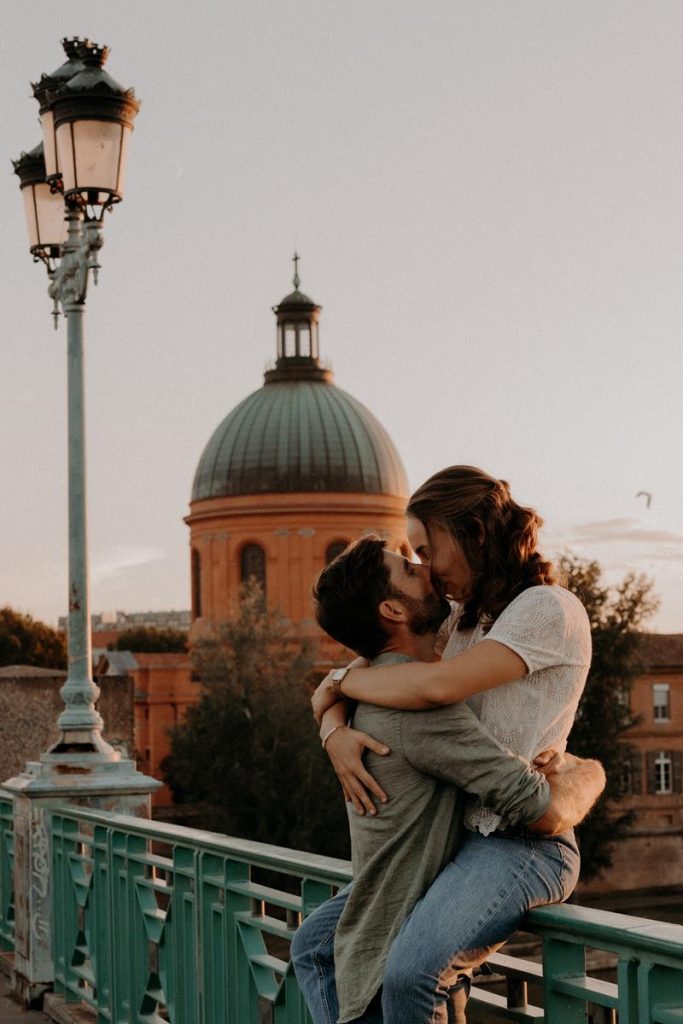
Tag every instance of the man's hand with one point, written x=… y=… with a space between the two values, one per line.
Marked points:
x=574 y=787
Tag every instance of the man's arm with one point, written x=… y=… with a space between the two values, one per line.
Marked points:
x=574 y=784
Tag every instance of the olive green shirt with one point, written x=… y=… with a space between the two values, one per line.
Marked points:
x=435 y=755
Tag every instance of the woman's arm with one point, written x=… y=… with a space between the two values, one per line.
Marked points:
x=345 y=745
x=416 y=686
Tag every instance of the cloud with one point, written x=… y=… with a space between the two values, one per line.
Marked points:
x=123 y=558
x=623 y=531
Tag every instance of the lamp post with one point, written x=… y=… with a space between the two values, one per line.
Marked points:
x=68 y=183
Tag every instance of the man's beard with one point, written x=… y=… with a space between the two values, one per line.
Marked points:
x=426 y=614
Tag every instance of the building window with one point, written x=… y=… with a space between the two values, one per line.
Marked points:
x=660 y=701
x=334 y=549
x=252 y=564
x=197 y=583
x=665 y=771
x=631 y=781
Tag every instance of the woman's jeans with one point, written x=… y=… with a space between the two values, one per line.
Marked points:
x=474 y=905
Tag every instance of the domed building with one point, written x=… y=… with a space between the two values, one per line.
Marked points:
x=292 y=474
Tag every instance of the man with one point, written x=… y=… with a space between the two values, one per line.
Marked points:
x=385 y=608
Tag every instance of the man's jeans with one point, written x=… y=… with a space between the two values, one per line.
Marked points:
x=475 y=904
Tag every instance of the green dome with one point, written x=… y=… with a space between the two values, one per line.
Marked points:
x=297 y=435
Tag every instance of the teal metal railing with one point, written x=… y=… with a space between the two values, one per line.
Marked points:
x=159 y=923
x=6 y=875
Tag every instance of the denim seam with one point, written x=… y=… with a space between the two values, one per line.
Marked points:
x=478 y=925
x=321 y=975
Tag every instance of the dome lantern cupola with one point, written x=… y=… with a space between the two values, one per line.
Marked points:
x=298 y=342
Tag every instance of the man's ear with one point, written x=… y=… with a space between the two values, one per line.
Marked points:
x=392 y=610
x=479 y=530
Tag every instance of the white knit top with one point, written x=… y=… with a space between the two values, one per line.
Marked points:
x=548 y=628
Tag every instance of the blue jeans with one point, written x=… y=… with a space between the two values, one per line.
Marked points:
x=474 y=905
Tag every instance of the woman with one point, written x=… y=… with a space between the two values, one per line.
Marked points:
x=518 y=650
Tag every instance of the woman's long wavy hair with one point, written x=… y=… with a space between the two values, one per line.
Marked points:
x=498 y=537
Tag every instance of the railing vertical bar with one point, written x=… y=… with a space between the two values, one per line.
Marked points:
x=562 y=960
x=627 y=981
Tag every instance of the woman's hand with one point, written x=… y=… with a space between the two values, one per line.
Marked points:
x=326 y=694
x=552 y=762
x=344 y=749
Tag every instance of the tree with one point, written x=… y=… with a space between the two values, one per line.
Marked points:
x=25 y=641
x=616 y=615
x=145 y=639
x=248 y=755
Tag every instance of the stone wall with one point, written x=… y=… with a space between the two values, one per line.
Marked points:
x=30 y=706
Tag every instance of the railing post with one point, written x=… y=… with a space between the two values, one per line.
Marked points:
x=562 y=960
x=6 y=875
x=41 y=787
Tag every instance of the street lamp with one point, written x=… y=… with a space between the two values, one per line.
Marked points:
x=68 y=183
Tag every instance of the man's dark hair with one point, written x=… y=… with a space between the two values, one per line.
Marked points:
x=348 y=593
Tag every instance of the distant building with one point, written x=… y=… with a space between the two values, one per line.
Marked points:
x=292 y=474
x=651 y=856
x=108 y=626
x=162 y=691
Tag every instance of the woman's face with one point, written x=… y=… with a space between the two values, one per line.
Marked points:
x=443 y=555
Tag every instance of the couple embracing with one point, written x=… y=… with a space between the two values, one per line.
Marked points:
x=447 y=736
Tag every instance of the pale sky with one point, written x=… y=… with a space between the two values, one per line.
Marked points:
x=487 y=198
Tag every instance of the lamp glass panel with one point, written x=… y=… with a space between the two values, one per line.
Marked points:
x=49 y=144
x=28 y=195
x=97 y=145
x=50 y=209
x=66 y=155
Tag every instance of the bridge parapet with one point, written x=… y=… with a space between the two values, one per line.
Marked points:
x=156 y=922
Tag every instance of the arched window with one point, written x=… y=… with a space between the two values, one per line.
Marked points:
x=334 y=549
x=252 y=564
x=197 y=583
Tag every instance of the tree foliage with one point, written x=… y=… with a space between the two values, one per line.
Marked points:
x=25 y=641
x=144 y=639
x=248 y=753
x=616 y=615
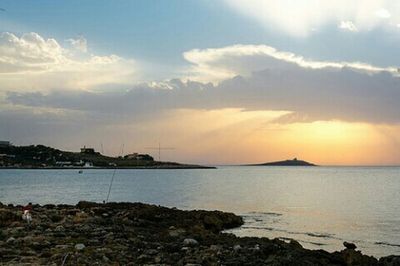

- - - -

__Task description__. Rewrite all of the records above, replacing every "Tag" with "Label" and leaving everything else unchanged. Leave the pictures out.

__Correct result__.
Label every instance of the man's hand with one point, written x=… y=… with a space between the two values, one per line.
Marked points:
x=574 y=787
Label every instance of the man's arm with one point, written x=… y=… with a space between the two values, one per line.
Marked points:
x=574 y=784
Label every instance of the olive green shirt with one point, written x=… y=… with a space between the two values, one per line.
Marked points:
x=435 y=755
Label every instance of the woman's arm with one point, written x=… y=… with a space between the two values, one per line.
Marked points:
x=345 y=745
x=416 y=686
Label every instance of the cloud with one point, written x=… y=… with a space between the two values, one per line.
Marked points:
x=123 y=558
x=623 y=531
Label every instance of the lamp post with one point, written x=… y=… with a space between the two values, one per line.
Marked points:
x=68 y=183
Label every instance of the man's beard with one point, written x=… y=… with a space between the two values, one per line.
Marked points:
x=426 y=614
Label every instance of the building window with one point, written x=… y=… with a space between the two values, one per line.
Marked points:
x=660 y=701
x=334 y=549
x=252 y=564
x=197 y=583
x=665 y=771
x=631 y=781
Label every instance of the woman's jeans with one point, written x=… y=… with a space between the two values, one per line.
Marked points:
x=474 y=905
Label every instance of the domed building with one point, written x=… y=… with a space between the two values, one per line.
Marked points:
x=292 y=474
Label every instance of the man with one point, written x=… y=… with a space between the two values, one per line.
Marked points:
x=385 y=608
Label every instance of the man's jeans with one point, written x=… y=… with a space between the two values, one per line.
Marked points:
x=475 y=904
Label every instance of the green dome with one point, written x=… y=… with a space between the two values, one per line.
Marked points:
x=297 y=435
Label every instance of the teal metal railing with one point, written x=… y=… with a space between the two values, one per line.
Marked points:
x=159 y=923
x=6 y=875
Label every instance of the denim seam with one point, written x=… y=… with a space between the two values, one per line.
Marked points:
x=478 y=925
x=321 y=975
Label every instance of the dome lantern cupola with one point, written x=… y=… with a space between the two values, one per line.
Marked points:
x=298 y=342
Label every instance of the man's ear with one point, written x=… y=… with a space between the two values, one per line.
Marked points:
x=392 y=610
x=479 y=530
Label every instance of the white knit top with one point, written x=… y=… with a space between the two values, one per line.
Marked points:
x=548 y=628
Label every instance of the blue jeans with one point, written x=… y=… with a space between the two values, one per line.
Marked points:
x=474 y=905
Label every instance of the woman with one point, written x=… y=… with a space between the two values, one per line.
Marked points:
x=518 y=650
Label every instance of the woman's long wavy hair with one point, written x=… y=… with a space between the two values, one per line.
Marked points:
x=498 y=537
Label every instance of the railing vertical bar with one point, written x=… y=… with a space between the two values, one per line.
Marked points:
x=562 y=960
x=627 y=981
Label every instance of the woman's hand with one point, written x=… y=… with a space between the two values, one per line.
Marked points:
x=326 y=694
x=552 y=762
x=344 y=749
Label every instance of the tree with one point, written x=… y=… with a space between the two values, one per line.
Marked points:
x=25 y=641
x=616 y=615
x=145 y=639
x=248 y=755
Label every instance of the stone wall with one point, written x=… y=… with a space between the two values, one per line.
Marked points:
x=30 y=706
Label every instance of the railing post with one point, written x=… y=… with a space between the two values, one per line.
Marked points:
x=562 y=960
x=6 y=875
x=41 y=787
Label every instance of the street lamp with one point, written x=… y=… with a space between the two values, one per line.
Marked points:
x=68 y=183
Label every instance of the man's dark hair with one point, written x=… y=… with a space between the two values, one per line.
Marked points:
x=348 y=593
Label every instance of the distant building with one point, written x=… y=… with a space between the two values, one per line.
Marked points:
x=292 y=474
x=651 y=856
x=108 y=626
x=162 y=691
Label every instance of the woman's face with one point, written x=… y=… with a space between the two values, one per line.
Marked points:
x=443 y=555
Label every instance of the couple embracing with one point, written x=… y=… with a space between the two values, one per line.
Marked points:
x=447 y=736
Label every instance of the pale sky with one point, written x=… y=… with a space between the two values, one per line.
Marked points:
x=487 y=198
Label every instance of the lamp glass panel with one point, written x=… y=… with a space between the two values, one per line.
Marked points:
x=49 y=144
x=28 y=195
x=97 y=145
x=50 y=209
x=66 y=155
Label every instance of the bridge parapet with one point, written x=… y=… with a space between the two values, one per line.
Marked points:
x=156 y=922
Label every instance of the arched window with one point, written x=… y=… with a space between the two values, one per line.
Marked points:
x=334 y=549
x=252 y=564
x=197 y=583
Label every instance of the tree foliage with one point, written x=… y=… with a space between the two values, one per line.
Marked points:
x=25 y=641
x=144 y=639
x=248 y=753
x=616 y=615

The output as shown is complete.